**What the task asks**
Repeat word for word, please, only the lines from the one that includes "wooden post top;" through the final line of the data.

**Input data**

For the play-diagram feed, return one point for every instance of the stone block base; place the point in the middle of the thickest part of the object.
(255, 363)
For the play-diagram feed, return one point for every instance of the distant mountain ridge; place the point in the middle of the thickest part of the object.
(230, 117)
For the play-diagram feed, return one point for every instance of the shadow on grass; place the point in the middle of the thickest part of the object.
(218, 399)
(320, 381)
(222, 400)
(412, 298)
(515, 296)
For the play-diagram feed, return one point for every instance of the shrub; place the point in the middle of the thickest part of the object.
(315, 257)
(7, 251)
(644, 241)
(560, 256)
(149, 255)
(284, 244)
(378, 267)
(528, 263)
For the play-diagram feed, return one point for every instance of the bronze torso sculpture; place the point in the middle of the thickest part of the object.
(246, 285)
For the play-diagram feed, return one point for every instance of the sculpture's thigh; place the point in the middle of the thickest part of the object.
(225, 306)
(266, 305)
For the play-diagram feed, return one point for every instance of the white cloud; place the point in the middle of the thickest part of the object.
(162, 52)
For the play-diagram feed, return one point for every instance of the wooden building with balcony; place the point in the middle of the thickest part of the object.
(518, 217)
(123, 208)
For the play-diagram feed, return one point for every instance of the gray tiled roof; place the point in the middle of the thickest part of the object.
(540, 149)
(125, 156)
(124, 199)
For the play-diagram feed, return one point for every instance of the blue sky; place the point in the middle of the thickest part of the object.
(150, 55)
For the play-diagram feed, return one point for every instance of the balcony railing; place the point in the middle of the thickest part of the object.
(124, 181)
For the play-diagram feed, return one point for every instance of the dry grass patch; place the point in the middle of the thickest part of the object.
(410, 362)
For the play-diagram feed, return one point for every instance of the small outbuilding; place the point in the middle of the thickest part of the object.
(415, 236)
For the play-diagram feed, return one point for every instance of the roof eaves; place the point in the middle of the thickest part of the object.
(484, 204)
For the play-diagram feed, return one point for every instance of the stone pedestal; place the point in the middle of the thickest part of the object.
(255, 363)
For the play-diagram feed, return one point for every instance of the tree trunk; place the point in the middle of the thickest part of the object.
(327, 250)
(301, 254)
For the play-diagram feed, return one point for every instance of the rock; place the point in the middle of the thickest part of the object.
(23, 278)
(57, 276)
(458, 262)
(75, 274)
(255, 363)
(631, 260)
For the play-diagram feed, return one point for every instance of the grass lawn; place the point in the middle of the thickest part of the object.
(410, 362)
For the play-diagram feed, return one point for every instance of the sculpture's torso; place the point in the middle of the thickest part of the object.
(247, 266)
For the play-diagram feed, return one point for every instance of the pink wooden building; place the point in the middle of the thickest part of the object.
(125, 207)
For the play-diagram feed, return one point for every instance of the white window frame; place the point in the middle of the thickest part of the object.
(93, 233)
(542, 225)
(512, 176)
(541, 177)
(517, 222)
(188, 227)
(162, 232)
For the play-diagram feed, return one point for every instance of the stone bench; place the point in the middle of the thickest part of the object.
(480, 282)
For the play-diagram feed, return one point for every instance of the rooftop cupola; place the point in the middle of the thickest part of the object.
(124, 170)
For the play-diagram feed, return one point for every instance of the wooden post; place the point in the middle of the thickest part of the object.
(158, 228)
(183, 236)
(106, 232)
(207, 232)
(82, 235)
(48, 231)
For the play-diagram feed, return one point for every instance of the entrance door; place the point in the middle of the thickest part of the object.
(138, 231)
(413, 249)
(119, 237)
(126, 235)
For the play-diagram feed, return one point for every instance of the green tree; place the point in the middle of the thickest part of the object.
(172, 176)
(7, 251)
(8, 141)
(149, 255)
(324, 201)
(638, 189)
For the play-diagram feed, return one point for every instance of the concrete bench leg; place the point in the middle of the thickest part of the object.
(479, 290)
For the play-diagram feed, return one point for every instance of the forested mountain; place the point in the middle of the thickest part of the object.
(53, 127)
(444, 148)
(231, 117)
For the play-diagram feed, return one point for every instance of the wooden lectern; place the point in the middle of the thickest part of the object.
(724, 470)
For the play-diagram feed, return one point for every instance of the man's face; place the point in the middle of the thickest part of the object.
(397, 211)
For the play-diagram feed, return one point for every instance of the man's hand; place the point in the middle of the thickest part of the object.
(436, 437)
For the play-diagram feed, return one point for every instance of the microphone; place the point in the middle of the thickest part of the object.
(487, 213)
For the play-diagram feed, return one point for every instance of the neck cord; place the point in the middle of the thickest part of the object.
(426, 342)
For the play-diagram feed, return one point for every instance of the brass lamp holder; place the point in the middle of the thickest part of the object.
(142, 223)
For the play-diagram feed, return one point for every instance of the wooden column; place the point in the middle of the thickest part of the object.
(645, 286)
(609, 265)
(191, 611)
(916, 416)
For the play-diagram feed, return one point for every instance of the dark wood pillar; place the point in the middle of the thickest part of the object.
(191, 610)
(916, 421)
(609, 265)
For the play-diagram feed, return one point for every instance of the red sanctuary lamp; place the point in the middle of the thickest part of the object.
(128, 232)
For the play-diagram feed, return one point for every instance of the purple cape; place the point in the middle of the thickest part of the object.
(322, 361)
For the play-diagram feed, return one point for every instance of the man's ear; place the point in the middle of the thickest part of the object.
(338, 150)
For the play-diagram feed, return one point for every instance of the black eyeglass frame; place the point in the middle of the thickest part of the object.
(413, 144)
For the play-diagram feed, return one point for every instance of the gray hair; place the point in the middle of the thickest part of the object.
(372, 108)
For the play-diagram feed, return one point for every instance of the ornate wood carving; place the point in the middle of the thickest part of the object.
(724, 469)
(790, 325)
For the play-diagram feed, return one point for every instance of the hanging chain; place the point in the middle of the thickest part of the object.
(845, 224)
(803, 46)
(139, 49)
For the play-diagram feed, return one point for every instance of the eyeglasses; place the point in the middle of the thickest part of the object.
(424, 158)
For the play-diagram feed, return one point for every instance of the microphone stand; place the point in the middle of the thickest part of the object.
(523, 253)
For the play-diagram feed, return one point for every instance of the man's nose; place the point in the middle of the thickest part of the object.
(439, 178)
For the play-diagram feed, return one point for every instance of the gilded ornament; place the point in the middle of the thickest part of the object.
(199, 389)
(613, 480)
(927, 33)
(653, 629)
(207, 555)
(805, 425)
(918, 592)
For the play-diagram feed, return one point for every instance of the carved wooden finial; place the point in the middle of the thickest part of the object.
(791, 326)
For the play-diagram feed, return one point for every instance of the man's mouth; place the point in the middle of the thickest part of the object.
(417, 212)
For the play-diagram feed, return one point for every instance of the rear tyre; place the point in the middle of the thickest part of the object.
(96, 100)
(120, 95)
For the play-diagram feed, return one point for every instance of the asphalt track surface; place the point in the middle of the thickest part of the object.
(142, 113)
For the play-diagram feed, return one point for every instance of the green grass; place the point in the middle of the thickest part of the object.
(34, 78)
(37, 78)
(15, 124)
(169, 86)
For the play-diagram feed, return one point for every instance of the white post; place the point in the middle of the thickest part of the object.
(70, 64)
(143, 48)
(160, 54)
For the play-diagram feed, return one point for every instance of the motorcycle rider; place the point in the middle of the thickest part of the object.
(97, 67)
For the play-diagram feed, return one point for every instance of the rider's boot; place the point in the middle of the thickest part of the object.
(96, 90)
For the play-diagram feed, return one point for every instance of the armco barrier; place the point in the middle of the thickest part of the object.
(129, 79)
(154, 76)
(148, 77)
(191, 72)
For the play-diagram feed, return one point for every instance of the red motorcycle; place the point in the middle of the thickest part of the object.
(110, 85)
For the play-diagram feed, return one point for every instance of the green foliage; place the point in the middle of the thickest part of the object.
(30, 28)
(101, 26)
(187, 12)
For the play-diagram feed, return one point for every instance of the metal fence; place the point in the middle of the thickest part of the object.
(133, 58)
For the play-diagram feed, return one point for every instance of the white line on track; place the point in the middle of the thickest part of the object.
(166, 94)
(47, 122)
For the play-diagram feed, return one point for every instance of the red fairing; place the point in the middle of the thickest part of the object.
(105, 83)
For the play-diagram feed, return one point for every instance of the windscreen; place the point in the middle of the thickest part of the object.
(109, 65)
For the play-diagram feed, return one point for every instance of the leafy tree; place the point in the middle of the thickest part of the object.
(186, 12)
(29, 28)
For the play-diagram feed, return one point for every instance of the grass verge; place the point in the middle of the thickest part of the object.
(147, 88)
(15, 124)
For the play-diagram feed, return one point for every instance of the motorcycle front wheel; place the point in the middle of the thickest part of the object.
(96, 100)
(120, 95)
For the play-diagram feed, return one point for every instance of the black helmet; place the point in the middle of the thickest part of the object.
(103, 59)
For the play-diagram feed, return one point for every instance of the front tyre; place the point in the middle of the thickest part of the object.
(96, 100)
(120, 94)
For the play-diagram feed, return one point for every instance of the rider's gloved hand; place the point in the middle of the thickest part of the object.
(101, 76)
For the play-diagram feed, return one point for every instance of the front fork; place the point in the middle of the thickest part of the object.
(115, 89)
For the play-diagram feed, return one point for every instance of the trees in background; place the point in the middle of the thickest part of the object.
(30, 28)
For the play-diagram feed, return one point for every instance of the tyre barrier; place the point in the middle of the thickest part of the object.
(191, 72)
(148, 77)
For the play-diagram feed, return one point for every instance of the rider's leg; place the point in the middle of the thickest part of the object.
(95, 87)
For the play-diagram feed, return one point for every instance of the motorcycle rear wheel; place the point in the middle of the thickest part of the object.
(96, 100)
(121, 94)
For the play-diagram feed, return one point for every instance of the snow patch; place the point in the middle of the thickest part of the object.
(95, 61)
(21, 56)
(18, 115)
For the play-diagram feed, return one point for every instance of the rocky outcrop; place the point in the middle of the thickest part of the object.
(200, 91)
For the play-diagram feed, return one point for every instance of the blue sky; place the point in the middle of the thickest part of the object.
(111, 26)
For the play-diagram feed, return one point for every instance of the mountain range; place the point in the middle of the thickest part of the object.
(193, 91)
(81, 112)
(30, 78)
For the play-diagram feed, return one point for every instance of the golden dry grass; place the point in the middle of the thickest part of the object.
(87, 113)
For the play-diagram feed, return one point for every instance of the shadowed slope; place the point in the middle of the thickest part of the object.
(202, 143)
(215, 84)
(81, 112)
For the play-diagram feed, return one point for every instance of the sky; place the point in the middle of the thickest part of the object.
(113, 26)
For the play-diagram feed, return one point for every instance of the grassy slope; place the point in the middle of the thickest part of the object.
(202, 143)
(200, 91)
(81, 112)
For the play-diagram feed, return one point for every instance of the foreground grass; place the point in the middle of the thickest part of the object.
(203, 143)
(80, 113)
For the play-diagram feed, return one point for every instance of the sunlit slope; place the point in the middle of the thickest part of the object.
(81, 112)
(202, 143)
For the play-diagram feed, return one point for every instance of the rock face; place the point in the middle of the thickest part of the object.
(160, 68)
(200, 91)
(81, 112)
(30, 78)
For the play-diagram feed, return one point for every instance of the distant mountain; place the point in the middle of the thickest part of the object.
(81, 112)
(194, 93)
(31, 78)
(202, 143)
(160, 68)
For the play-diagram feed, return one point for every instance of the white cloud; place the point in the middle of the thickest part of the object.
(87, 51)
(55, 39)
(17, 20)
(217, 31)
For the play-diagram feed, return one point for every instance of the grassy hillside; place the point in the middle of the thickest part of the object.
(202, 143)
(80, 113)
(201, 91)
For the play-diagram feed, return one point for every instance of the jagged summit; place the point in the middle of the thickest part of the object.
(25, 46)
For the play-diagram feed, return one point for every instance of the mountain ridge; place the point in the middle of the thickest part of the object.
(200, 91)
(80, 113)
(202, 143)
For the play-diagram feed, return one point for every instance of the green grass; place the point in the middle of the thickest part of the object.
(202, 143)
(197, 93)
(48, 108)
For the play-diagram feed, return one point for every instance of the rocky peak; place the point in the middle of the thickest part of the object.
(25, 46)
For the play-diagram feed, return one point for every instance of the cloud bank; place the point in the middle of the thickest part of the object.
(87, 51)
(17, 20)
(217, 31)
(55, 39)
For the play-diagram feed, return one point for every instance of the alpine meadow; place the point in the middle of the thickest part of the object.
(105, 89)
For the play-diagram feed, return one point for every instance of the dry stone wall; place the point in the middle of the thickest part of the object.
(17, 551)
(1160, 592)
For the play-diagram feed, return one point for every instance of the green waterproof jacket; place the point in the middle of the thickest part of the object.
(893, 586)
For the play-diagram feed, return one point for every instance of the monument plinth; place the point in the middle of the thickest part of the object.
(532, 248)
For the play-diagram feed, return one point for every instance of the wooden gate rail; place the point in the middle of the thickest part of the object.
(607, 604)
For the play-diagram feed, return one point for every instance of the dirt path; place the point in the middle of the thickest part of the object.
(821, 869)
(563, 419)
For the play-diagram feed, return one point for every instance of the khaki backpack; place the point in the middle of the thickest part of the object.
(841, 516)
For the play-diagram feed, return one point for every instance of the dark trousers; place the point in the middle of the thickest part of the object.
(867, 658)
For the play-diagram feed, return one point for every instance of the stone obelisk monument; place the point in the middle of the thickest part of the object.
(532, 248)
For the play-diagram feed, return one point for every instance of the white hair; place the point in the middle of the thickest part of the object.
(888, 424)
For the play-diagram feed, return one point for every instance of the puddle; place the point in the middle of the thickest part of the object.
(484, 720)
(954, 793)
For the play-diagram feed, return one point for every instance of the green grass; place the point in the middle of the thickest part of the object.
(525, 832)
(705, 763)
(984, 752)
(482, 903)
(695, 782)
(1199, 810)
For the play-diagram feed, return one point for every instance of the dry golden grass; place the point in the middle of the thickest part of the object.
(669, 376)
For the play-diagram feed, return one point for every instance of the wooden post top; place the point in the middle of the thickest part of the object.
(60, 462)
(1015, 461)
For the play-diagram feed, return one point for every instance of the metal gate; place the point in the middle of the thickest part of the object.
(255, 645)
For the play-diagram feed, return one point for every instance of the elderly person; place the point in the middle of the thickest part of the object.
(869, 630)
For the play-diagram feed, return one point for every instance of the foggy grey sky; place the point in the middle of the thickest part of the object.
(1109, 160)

**Answer to this problem**
For the play-diagram feed, return one point for every instance of the wooden post top; place the point in the middle of the thickest part of the object.
(60, 462)
(1015, 461)
For the play-diagram feed, return one point for every instance of the metal gate; place the point in the middle of the thickest part of the object.
(255, 645)
For the play-diagram feed, return one point for every instance of the elderly person; place the point in the middle of the thickest part of the object.
(869, 630)
For the play-diagram feed, return one point for every instance of the foggy grey sky; place the point in the middle of the thickest part of the object.
(1109, 160)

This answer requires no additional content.